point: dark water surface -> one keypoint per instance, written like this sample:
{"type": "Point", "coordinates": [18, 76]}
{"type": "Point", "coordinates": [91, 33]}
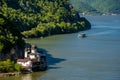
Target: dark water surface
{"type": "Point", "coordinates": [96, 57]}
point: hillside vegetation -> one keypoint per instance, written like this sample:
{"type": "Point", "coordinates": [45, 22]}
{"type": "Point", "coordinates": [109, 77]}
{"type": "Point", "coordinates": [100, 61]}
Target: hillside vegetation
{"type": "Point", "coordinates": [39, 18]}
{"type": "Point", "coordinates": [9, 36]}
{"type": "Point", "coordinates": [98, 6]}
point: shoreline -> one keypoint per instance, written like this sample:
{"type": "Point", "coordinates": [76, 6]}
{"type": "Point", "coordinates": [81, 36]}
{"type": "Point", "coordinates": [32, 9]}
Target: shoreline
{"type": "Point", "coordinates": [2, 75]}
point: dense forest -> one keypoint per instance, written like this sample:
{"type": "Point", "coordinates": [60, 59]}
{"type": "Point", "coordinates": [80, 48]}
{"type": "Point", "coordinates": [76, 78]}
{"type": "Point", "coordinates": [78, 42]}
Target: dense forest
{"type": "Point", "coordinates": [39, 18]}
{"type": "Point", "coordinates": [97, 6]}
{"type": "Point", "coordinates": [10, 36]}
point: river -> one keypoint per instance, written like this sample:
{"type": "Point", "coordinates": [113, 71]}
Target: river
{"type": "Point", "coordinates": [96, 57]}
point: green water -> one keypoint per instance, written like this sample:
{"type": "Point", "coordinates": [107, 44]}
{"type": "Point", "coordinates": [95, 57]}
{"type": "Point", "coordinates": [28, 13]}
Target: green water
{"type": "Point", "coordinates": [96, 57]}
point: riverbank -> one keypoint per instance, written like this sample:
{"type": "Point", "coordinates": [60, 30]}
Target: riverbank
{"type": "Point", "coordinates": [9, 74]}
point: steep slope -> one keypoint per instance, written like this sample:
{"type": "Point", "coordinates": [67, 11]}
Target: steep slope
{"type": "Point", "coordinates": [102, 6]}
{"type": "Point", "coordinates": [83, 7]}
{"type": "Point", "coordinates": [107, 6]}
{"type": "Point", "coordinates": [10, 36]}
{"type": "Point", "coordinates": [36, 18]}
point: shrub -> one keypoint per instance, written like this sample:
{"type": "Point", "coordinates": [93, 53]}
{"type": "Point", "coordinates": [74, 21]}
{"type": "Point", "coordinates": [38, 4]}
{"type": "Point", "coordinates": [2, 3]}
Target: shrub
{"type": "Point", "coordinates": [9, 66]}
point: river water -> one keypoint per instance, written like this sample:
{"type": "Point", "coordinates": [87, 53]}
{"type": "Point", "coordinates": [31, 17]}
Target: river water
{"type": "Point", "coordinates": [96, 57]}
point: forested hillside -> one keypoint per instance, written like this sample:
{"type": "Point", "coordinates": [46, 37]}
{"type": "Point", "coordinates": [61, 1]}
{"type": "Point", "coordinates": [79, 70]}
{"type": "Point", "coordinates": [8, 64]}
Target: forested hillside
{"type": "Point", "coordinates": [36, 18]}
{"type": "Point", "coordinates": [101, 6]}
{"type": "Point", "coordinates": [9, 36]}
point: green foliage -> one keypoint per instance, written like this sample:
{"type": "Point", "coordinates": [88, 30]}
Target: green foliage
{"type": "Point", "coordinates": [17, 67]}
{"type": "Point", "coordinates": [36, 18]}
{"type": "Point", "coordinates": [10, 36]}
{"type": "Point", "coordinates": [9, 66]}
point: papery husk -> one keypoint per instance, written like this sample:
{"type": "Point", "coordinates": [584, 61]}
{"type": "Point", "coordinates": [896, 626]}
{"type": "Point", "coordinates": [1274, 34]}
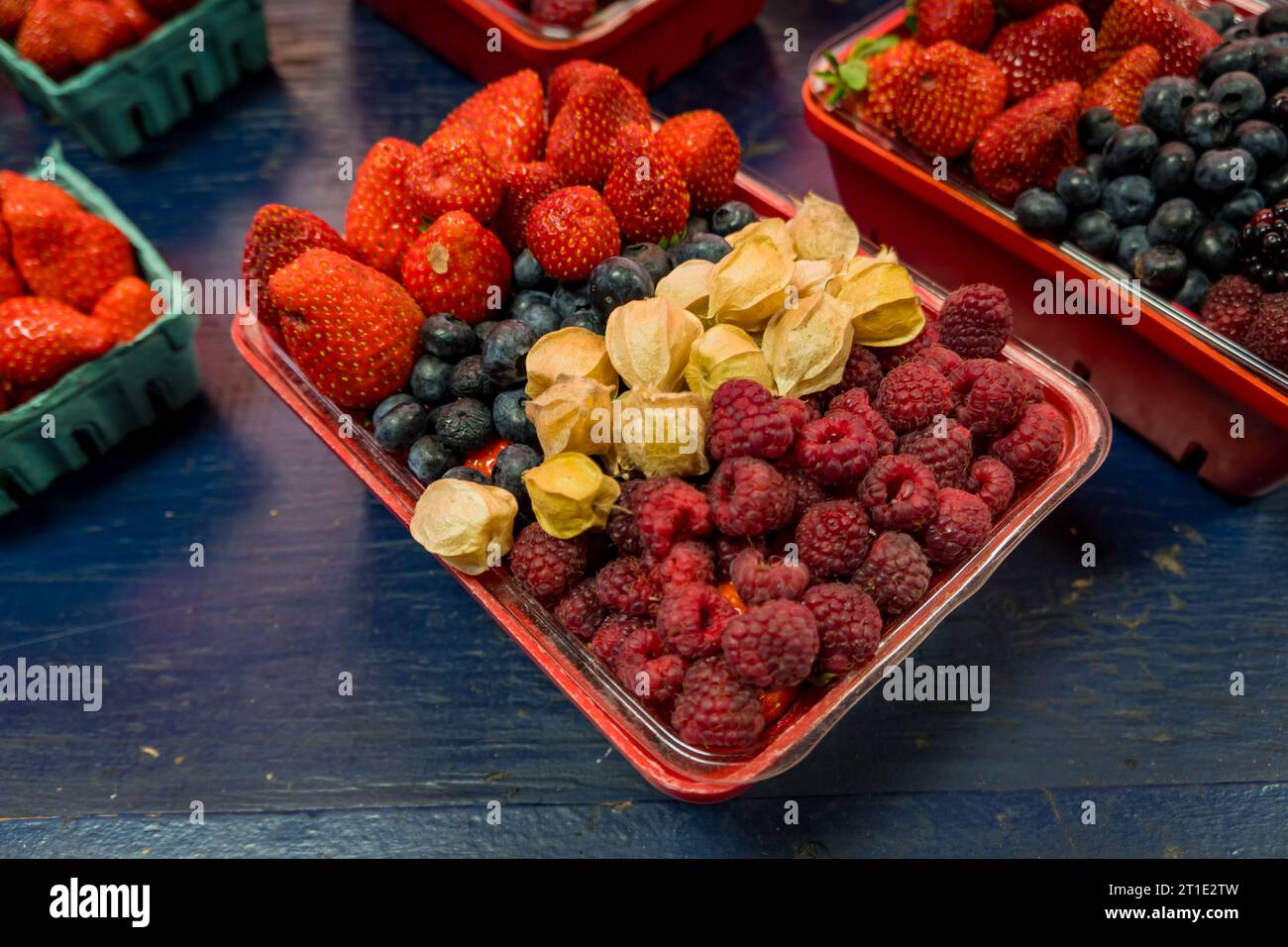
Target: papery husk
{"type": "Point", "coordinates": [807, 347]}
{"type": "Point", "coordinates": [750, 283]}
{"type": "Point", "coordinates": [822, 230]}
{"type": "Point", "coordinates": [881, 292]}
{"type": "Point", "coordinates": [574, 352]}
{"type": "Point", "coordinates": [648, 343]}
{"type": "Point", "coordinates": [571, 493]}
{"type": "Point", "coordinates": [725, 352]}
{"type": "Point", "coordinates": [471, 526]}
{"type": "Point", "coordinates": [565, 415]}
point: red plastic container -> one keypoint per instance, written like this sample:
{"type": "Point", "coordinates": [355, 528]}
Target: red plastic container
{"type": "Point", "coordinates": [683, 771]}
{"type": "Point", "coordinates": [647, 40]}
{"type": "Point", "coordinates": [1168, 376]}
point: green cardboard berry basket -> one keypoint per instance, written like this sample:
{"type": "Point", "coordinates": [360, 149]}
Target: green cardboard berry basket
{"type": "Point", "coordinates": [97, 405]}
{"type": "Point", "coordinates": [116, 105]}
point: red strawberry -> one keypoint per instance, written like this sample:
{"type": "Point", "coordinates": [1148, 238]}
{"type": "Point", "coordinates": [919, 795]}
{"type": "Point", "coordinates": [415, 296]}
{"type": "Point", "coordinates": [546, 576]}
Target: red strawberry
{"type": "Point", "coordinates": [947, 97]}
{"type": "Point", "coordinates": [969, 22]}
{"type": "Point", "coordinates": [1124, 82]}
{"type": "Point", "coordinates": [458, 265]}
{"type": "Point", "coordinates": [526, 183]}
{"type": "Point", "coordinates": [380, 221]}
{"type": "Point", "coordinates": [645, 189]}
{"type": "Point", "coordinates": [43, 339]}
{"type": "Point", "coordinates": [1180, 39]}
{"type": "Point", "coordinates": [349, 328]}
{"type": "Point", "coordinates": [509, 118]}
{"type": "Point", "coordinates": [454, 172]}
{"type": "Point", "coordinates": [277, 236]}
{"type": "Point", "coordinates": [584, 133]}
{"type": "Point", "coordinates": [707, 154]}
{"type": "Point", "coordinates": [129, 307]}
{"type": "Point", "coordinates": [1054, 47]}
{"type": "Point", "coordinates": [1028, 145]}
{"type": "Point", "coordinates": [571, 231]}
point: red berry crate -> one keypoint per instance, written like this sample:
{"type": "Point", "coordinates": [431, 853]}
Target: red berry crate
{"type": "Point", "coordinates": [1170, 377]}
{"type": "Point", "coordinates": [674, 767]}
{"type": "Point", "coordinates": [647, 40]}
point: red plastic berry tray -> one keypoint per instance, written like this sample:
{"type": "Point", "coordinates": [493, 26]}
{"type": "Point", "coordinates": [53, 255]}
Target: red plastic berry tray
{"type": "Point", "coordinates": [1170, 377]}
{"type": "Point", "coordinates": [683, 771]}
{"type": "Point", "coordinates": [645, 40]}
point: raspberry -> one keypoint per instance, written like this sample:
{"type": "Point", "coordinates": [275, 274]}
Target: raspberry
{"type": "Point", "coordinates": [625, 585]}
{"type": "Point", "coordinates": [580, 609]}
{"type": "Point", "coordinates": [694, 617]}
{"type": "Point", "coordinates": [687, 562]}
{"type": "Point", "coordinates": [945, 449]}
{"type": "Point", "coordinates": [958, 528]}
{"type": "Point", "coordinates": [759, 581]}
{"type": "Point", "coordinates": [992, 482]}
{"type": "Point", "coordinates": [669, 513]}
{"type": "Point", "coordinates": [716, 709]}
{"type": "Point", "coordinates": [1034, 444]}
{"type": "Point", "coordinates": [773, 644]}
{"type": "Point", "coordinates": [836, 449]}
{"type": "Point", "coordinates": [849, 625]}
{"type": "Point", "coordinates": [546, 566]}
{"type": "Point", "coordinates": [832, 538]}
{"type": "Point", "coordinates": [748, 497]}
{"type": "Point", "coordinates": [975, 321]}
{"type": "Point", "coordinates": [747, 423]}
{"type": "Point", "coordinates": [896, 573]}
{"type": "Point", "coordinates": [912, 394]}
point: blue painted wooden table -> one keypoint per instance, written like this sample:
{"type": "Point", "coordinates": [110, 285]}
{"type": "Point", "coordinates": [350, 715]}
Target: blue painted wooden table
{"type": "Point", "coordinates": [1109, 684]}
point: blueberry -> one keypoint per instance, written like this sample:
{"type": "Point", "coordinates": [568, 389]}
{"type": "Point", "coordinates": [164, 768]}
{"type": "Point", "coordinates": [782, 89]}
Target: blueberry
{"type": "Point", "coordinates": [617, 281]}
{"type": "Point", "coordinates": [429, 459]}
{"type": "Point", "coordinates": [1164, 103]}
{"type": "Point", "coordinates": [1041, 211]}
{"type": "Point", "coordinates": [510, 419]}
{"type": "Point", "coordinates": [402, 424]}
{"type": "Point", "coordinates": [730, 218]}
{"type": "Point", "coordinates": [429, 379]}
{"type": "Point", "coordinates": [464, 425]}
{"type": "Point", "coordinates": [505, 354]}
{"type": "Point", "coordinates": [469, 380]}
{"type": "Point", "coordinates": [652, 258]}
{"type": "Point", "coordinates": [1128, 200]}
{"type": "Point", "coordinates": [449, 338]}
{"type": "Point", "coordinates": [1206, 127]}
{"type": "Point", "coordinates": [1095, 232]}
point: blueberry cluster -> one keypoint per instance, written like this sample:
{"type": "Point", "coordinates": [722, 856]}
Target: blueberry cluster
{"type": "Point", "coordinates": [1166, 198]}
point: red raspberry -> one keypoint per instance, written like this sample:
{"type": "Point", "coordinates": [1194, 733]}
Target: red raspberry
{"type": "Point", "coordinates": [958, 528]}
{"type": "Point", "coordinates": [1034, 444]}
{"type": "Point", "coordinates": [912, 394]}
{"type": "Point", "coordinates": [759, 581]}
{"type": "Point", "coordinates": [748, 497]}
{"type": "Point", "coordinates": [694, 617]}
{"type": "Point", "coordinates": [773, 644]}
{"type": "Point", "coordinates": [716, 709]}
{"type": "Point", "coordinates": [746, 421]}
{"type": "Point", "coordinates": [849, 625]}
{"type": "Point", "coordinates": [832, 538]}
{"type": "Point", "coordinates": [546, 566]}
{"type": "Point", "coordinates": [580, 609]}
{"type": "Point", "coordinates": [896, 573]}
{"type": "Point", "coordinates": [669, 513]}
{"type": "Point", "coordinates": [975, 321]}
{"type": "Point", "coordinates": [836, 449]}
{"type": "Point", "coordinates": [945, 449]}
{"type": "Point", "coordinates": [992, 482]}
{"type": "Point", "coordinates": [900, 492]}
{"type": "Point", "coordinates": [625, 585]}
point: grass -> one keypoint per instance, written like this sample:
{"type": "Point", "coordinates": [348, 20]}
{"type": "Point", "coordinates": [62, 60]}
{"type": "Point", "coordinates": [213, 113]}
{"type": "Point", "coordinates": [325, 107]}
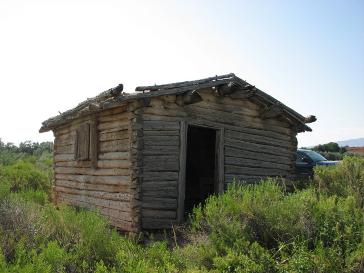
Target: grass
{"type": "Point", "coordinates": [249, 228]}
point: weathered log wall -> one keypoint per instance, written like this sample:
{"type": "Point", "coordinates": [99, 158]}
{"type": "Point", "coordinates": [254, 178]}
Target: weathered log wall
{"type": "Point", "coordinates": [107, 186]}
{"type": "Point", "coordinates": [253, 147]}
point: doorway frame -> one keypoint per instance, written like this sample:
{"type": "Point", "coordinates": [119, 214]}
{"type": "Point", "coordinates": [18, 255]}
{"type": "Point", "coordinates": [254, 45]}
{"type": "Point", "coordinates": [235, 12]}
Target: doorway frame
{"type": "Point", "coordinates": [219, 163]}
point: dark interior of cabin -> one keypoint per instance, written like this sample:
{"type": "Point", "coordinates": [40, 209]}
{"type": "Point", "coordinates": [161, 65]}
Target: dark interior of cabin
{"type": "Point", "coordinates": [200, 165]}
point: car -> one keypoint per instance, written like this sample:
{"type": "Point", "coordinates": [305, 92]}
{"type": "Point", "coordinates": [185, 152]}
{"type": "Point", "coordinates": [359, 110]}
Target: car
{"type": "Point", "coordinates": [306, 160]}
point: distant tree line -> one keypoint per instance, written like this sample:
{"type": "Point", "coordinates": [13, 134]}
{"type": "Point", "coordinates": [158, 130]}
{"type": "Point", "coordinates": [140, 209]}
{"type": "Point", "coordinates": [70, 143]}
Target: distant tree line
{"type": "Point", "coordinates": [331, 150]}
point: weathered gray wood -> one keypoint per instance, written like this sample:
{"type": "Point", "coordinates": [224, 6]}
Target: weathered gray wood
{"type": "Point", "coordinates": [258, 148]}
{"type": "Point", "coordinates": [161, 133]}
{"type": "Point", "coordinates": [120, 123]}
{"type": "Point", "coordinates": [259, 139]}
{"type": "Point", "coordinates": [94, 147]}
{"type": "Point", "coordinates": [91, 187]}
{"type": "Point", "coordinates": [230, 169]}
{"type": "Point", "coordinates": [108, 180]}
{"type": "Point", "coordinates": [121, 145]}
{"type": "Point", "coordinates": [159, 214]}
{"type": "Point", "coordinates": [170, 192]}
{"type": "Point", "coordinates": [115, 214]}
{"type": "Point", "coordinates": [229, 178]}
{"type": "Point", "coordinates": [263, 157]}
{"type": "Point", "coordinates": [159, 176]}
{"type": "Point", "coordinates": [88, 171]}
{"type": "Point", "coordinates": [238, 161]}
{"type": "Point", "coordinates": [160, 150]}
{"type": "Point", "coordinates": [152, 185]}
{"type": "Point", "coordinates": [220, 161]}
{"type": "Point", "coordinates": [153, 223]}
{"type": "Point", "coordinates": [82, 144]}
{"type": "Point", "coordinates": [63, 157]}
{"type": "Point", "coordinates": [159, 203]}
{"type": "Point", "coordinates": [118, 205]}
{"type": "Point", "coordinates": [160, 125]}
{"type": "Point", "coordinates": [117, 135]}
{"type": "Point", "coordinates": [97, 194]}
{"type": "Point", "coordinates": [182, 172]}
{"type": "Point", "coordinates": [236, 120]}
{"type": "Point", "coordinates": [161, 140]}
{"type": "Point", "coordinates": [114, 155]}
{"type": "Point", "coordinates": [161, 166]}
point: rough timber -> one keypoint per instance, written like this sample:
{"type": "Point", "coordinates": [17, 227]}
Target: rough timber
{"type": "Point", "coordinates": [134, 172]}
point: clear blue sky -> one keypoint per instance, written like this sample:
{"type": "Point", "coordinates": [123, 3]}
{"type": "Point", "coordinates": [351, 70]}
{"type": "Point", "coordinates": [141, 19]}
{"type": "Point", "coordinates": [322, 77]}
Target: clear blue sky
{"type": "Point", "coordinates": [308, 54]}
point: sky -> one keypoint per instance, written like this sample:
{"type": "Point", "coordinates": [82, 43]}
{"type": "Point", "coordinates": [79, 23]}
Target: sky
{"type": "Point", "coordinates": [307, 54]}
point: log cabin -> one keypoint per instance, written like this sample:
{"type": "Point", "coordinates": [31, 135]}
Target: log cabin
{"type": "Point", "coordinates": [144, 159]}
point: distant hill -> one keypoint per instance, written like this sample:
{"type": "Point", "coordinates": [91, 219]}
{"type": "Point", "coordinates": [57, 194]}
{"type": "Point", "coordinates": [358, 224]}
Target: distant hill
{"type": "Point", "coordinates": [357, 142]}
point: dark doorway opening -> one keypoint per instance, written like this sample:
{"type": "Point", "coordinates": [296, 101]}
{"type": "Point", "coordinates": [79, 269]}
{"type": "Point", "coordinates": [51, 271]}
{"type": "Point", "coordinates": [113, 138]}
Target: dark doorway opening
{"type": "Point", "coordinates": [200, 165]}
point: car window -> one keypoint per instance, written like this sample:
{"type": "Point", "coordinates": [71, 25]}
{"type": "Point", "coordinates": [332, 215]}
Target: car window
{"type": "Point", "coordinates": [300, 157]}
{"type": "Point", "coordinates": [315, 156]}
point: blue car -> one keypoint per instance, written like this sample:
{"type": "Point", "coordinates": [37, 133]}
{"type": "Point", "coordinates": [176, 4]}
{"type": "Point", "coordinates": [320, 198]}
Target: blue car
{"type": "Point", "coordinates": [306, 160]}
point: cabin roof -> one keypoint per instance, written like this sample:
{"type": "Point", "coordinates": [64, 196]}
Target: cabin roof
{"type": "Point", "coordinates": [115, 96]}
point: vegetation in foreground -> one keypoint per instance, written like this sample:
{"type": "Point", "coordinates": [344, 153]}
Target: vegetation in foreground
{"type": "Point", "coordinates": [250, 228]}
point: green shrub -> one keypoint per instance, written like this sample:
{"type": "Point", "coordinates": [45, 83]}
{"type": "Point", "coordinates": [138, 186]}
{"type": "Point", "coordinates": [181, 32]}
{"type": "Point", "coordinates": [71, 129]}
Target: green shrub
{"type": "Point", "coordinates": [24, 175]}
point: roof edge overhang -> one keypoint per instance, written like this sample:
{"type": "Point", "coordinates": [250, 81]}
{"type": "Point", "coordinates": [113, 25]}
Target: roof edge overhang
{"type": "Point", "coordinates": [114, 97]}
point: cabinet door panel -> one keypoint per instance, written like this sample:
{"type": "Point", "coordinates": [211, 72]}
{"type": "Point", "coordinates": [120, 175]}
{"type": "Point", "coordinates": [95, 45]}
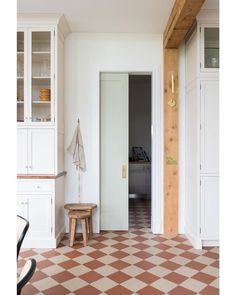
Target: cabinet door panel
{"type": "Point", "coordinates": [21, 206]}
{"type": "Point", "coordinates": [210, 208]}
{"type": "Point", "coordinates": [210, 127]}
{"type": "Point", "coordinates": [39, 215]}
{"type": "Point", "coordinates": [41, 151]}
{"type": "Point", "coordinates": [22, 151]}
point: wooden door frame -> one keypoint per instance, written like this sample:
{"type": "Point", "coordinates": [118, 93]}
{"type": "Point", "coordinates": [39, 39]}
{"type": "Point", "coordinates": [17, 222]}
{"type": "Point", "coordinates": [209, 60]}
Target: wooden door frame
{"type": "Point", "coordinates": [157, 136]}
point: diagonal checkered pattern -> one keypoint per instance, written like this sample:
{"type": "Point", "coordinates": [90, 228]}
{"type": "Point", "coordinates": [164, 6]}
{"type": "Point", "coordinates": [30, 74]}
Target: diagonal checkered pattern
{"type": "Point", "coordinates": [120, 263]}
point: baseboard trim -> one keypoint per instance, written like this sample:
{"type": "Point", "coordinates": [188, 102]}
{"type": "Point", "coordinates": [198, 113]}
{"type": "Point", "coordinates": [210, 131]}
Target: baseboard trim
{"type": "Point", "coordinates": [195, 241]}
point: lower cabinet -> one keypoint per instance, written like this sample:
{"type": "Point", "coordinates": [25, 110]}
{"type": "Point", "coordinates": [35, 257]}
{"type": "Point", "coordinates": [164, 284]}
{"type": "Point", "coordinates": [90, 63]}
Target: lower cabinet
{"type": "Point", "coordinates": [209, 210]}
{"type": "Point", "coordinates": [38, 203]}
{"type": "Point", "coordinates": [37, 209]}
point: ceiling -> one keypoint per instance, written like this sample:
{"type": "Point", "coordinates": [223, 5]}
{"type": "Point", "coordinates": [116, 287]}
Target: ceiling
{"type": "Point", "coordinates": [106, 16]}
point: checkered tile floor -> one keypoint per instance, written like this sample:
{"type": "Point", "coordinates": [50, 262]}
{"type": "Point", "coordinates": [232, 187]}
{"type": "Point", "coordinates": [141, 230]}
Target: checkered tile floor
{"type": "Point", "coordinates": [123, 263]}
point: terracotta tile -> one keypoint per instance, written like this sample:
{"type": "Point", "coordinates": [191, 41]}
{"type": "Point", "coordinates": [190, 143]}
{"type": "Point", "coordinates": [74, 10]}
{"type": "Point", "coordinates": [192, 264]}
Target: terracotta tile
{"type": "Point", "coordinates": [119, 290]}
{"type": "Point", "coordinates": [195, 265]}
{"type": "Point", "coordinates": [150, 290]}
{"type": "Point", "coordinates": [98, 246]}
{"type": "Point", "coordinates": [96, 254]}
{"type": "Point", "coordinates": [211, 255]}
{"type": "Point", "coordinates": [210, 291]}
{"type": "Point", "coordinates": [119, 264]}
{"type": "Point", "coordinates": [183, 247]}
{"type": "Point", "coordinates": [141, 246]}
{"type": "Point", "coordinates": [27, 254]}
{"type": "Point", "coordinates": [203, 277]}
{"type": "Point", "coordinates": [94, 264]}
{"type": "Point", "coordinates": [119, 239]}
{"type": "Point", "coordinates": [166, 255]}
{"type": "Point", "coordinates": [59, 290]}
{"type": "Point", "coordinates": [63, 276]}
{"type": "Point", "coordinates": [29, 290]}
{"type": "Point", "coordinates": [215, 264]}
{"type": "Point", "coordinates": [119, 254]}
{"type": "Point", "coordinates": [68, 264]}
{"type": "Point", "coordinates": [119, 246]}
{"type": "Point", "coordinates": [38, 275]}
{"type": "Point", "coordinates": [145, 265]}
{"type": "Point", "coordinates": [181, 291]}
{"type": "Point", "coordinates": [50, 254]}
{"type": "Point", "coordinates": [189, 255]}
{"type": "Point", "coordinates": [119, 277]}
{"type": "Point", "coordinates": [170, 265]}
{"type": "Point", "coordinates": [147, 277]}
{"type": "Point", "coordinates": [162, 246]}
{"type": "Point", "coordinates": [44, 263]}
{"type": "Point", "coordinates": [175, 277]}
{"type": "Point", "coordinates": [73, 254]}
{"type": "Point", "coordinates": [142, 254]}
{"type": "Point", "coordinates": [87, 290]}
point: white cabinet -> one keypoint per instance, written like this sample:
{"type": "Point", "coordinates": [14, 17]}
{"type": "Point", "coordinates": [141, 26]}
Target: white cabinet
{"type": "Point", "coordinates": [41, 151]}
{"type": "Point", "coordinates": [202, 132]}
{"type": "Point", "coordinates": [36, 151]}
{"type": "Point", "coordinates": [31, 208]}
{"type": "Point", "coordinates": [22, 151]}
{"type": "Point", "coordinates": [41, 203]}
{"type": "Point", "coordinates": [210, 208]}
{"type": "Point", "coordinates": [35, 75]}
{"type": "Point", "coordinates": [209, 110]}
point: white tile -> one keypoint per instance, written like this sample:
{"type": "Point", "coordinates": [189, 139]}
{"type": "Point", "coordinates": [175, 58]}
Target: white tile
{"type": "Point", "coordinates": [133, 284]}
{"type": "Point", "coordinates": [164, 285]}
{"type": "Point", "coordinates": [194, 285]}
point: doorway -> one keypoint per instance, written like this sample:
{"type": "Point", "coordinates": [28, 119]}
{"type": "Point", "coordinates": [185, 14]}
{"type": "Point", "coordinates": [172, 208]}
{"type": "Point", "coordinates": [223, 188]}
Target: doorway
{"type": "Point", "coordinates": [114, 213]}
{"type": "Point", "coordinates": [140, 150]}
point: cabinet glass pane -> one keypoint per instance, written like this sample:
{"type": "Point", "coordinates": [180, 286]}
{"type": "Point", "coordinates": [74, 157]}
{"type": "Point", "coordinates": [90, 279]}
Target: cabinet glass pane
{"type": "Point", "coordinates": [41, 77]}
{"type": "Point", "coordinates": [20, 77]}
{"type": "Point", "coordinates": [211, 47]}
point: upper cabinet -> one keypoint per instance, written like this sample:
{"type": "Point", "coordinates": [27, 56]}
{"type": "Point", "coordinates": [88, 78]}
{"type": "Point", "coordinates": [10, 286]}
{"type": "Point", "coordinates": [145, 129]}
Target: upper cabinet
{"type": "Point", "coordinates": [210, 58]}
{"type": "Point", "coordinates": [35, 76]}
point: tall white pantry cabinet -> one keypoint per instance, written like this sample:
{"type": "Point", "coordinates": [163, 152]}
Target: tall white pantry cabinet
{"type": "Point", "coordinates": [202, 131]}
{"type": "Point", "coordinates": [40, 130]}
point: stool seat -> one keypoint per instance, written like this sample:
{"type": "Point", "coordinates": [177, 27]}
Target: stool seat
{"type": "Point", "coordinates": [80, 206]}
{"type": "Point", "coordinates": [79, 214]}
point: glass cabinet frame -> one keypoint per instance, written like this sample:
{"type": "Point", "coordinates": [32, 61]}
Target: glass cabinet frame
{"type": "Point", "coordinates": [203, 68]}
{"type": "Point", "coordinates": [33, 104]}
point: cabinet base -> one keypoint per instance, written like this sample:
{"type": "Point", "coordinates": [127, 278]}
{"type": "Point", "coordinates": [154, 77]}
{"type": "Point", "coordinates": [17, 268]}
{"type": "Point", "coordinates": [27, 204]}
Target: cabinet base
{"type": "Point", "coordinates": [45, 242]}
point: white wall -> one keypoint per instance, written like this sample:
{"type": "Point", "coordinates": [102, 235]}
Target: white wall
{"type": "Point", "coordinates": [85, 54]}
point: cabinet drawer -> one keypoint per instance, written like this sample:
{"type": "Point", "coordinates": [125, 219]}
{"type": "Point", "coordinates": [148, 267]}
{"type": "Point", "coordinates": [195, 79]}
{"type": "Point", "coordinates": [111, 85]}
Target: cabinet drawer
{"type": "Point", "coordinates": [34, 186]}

### Prompt:
Extract the lines in the data above, starting at the line that contains "point: checkered tile" and ending at the line that contains "Target: checkered tile floor", and reproduce them without any change.

### Full output:
point: checkered tile floor -> one keypoint per instance, written like this sample:
{"type": "Point", "coordinates": [50, 262]}
{"type": "Point", "coordinates": [232, 187]}
{"type": "Point", "coordinates": [141, 230]}
Target: checkered tile floor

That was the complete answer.